## WHAT TO PRODUCE
Print out every entry that follows, exactly as written.

[Natural language region descriptions]
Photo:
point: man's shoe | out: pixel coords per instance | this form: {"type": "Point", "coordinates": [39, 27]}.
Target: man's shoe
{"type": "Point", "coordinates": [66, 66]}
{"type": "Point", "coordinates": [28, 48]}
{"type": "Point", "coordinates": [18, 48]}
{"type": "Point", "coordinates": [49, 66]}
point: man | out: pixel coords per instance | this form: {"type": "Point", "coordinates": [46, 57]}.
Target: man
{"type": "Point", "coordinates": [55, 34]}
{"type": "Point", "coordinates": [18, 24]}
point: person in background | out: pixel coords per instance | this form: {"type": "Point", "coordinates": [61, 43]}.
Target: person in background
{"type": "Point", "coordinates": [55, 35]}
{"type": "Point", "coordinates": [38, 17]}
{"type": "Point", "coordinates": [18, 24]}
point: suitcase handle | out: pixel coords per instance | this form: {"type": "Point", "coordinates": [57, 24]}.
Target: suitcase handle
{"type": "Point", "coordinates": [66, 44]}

## RESULT OF THIS EXERCISE
Photo:
point: man's shoe | out: pixel coords per instance | this form: {"type": "Point", "coordinates": [39, 27]}.
Target: man's shoe
{"type": "Point", "coordinates": [66, 66]}
{"type": "Point", "coordinates": [28, 48]}
{"type": "Point", "coordinates": [18, 48]}
{"type": "Point", "coordinates": [49, 66]}
point: man | out: pixel coords per instance | this form: {"type": "Point", "coordinates": [46, 57]}.
Target: man
{"type": "Point", "coordinates": [55, 34]}
{"type": "Point", "coordinates": [18, 24]}
point: person in background | out: pixel coords per instance | this form: {"type": "Point", "coordinates": [61, 43]}.
Target: person in background
{"type": "Point", "coordinates": [55, 35]}
{"type": "Point", "coordinates": [38, 17]}
{"type": "Point", "coordinates": [18, 24]}
point: suitcase handle | out: pixel coords per instance | this form: {"type": "Point", "coordinates": [57, 24]}.
Target: suitcase handle
{"type": "Point", "coordinates": [66, 44]}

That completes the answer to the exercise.